#### Records shown ####

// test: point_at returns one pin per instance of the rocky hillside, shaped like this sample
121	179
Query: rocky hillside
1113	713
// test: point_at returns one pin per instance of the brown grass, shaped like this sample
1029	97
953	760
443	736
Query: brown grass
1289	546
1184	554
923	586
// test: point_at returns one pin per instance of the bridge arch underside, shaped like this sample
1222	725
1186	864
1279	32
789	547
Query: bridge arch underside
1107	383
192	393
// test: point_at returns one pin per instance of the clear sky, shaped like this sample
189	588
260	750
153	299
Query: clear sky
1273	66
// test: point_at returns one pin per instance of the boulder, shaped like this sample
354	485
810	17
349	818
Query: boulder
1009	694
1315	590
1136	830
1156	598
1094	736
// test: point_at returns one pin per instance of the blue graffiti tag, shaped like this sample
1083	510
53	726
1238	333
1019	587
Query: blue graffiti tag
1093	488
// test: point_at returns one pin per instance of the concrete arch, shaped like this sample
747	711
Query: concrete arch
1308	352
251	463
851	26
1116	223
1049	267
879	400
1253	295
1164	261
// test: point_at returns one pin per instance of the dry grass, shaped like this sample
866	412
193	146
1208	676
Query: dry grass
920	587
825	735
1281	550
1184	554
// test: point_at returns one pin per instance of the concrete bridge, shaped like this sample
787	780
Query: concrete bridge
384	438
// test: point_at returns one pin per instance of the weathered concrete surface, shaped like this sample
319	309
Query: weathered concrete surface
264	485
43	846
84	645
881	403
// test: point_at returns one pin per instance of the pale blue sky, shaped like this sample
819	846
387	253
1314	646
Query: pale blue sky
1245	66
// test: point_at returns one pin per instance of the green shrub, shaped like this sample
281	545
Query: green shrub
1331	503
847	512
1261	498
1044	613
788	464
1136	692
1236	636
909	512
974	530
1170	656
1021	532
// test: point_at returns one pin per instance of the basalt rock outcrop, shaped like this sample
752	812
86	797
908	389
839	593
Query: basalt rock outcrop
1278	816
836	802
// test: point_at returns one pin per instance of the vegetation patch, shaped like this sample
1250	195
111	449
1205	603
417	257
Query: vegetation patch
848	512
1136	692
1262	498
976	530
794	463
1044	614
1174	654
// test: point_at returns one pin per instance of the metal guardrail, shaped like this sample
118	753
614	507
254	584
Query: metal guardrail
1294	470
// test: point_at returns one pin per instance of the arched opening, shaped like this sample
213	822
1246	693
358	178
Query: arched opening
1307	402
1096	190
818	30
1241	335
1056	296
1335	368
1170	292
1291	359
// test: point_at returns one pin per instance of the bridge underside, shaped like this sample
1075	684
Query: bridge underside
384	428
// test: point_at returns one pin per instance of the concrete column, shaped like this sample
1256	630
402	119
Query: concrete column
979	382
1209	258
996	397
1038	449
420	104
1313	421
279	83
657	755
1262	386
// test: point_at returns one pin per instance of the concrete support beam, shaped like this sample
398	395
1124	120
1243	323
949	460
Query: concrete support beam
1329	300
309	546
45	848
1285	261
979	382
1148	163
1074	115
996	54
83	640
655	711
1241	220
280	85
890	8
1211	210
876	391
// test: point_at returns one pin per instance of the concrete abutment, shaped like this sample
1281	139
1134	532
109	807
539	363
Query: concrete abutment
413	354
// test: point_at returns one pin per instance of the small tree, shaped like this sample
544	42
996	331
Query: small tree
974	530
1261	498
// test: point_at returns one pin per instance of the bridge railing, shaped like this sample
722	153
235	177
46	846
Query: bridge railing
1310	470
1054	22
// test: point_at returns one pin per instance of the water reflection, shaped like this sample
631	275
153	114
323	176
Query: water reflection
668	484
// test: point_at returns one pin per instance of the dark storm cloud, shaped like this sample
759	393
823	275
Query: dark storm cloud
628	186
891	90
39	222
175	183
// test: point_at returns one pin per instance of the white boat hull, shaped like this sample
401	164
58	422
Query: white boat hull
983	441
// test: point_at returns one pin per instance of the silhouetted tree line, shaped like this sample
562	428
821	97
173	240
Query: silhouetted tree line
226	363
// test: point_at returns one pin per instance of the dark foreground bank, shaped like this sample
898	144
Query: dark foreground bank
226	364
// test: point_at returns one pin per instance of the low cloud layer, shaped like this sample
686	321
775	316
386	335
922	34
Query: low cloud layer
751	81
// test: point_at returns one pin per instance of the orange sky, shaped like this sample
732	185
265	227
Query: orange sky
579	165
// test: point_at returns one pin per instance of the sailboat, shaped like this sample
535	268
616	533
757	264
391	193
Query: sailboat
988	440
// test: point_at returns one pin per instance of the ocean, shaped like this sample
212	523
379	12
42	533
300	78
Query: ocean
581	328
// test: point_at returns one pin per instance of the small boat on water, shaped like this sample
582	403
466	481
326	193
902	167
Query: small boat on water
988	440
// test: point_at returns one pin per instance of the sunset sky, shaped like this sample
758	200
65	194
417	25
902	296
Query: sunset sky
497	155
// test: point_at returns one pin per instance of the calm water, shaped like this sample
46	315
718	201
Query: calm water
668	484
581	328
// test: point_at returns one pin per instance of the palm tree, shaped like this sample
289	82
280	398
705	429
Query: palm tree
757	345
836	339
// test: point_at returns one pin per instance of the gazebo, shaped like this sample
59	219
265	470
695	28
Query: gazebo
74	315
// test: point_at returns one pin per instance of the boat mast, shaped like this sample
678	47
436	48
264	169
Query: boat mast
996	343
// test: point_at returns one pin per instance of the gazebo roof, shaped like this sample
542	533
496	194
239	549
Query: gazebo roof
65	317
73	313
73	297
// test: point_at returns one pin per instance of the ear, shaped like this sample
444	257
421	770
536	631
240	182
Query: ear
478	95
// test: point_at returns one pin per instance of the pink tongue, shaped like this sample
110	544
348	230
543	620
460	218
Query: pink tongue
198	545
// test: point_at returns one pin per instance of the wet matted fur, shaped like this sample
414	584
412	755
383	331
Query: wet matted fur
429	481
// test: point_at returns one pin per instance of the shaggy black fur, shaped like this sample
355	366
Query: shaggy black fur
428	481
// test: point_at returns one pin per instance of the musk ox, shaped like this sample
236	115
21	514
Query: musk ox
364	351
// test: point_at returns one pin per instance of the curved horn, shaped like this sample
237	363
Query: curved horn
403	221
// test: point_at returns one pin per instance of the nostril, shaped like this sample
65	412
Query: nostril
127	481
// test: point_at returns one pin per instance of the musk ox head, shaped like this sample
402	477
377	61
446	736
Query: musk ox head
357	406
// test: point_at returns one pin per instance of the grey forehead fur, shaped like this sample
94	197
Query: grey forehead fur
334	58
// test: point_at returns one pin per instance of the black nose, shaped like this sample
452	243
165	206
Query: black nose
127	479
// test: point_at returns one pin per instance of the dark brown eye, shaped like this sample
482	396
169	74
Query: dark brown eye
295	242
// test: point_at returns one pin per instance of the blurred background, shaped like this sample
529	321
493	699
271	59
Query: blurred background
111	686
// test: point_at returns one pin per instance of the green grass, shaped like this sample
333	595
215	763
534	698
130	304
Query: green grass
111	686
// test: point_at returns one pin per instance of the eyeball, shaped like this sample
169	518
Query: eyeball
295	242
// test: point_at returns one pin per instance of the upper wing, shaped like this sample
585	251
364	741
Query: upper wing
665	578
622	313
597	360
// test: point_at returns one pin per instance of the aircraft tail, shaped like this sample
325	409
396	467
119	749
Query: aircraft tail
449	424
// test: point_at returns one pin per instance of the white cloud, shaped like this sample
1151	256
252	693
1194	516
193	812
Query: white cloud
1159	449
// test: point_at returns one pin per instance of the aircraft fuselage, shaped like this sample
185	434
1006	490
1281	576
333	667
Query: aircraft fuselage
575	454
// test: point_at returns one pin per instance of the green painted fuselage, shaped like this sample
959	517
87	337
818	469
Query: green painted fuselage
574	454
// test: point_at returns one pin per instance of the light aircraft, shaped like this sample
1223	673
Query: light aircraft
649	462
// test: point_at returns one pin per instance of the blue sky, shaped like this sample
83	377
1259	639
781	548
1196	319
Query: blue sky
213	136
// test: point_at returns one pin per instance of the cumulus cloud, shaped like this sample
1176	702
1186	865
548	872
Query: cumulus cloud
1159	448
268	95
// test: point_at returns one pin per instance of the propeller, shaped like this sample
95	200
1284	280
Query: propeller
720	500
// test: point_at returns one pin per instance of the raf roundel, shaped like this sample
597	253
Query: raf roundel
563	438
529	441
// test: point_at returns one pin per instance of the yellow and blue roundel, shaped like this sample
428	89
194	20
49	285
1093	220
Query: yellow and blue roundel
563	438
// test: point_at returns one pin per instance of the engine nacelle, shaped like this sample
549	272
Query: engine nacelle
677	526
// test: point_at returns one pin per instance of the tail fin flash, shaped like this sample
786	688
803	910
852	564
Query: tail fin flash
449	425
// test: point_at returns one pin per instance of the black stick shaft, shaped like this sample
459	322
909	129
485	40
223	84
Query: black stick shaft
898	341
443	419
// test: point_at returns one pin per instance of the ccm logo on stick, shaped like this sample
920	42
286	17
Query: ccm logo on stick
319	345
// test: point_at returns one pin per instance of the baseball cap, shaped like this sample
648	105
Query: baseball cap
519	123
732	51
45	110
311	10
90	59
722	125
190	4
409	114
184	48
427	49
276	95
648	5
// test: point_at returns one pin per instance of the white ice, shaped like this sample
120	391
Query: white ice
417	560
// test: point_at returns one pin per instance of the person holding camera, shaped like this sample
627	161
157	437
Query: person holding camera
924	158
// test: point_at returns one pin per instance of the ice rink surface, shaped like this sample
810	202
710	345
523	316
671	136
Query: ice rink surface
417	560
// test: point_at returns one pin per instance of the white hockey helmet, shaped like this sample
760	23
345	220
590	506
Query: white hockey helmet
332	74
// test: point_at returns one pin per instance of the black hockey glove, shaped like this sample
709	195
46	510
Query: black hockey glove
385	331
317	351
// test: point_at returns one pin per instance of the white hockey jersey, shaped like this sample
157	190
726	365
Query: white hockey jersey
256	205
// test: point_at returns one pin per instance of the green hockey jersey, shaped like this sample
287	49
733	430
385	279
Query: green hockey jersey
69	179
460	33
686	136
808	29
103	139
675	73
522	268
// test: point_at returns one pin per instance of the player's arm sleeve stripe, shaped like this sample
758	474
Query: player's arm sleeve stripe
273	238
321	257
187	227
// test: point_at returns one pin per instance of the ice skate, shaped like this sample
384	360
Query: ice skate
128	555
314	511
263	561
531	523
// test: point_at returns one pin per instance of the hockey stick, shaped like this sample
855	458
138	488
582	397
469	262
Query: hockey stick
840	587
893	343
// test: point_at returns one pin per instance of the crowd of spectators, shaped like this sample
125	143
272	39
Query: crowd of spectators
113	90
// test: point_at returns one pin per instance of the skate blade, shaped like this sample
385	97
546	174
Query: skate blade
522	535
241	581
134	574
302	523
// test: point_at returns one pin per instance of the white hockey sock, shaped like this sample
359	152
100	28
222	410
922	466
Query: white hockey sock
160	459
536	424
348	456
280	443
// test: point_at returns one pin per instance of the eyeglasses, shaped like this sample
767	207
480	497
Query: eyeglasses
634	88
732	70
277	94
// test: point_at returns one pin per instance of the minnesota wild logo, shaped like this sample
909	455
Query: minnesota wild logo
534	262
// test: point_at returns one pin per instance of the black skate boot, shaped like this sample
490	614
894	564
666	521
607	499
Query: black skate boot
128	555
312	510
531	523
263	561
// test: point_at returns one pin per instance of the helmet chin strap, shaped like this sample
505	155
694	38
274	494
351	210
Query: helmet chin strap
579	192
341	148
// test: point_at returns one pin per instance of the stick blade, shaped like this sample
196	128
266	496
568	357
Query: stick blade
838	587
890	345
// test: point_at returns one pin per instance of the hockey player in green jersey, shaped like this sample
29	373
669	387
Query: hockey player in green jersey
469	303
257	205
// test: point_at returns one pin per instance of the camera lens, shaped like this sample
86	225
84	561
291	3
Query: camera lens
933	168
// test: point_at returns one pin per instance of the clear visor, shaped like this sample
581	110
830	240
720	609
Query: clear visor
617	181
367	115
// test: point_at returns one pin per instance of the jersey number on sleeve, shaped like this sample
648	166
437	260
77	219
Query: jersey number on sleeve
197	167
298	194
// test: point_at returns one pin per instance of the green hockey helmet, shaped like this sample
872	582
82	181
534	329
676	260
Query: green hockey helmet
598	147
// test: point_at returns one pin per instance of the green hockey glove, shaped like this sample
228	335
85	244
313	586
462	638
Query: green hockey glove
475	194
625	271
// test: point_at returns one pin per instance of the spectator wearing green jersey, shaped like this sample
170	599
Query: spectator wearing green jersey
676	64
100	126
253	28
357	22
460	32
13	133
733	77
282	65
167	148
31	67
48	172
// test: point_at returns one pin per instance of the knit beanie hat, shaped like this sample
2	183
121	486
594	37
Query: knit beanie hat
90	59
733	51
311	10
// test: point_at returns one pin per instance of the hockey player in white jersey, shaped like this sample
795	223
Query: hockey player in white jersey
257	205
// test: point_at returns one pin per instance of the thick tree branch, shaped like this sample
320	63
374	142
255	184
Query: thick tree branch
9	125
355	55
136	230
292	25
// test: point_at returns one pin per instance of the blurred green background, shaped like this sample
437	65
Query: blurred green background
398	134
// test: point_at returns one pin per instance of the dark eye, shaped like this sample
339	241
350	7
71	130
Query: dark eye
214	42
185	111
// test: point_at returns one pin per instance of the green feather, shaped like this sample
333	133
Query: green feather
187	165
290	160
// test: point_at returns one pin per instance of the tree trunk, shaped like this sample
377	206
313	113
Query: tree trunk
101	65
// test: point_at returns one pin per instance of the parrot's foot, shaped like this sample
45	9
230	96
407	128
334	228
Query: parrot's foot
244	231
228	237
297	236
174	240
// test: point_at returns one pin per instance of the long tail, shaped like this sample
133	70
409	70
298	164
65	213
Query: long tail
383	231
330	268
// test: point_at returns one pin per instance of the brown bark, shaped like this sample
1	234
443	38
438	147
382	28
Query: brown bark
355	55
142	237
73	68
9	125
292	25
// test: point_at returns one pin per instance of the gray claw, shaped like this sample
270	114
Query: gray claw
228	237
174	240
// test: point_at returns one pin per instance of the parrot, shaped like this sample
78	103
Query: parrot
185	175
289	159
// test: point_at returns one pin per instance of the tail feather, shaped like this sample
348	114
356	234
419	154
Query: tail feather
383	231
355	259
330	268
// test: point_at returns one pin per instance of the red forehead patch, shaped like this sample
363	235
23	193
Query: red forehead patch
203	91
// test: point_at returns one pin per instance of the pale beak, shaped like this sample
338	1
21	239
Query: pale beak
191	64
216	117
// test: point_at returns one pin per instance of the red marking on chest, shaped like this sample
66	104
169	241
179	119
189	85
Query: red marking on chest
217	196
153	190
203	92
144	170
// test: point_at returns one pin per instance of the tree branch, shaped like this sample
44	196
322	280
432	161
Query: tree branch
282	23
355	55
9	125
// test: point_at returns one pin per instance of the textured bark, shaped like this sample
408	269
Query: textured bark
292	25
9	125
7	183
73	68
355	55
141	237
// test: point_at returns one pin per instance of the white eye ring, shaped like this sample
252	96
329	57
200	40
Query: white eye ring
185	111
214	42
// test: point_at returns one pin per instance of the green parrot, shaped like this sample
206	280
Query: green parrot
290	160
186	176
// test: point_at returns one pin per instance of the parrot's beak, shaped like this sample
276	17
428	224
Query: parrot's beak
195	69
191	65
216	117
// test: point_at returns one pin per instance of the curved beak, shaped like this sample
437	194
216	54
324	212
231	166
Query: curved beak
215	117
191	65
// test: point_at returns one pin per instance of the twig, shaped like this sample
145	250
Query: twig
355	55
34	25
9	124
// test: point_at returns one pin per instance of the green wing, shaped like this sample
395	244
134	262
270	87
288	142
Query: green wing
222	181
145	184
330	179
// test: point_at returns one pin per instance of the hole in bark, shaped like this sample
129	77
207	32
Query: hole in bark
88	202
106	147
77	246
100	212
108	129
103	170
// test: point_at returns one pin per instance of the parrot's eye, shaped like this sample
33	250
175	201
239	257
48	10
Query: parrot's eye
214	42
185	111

####

» **Stated problem**:
Reproduce only the lines between the line containing "twig, shaped like this sample" and the last line of the records, those two lines included, exactly.

» **Complete output**:
// test: point_at returns one pin per instance of the twig, shaped like this sample
145	250
Query: twig
355	55
34	25
9	124
// test: point_at returns one pin per instance of the green wing, shaped like this sample
395	244
134	262
270	87
288	142
Query: green wing
222	181
145	184
330	179
// test: point_at returns one pin per instance of the hole in bark, shaped like this sample
129	77
207	32
Query: hole in bark
88	202
106	147
77	246
100	212
108	129
103	170
// test: point_at returns one pin per instance of the parrot's eye, shaped like this sample
33	250
175	201
239	257
48	10
Query: parrot's eye
214	42
185	111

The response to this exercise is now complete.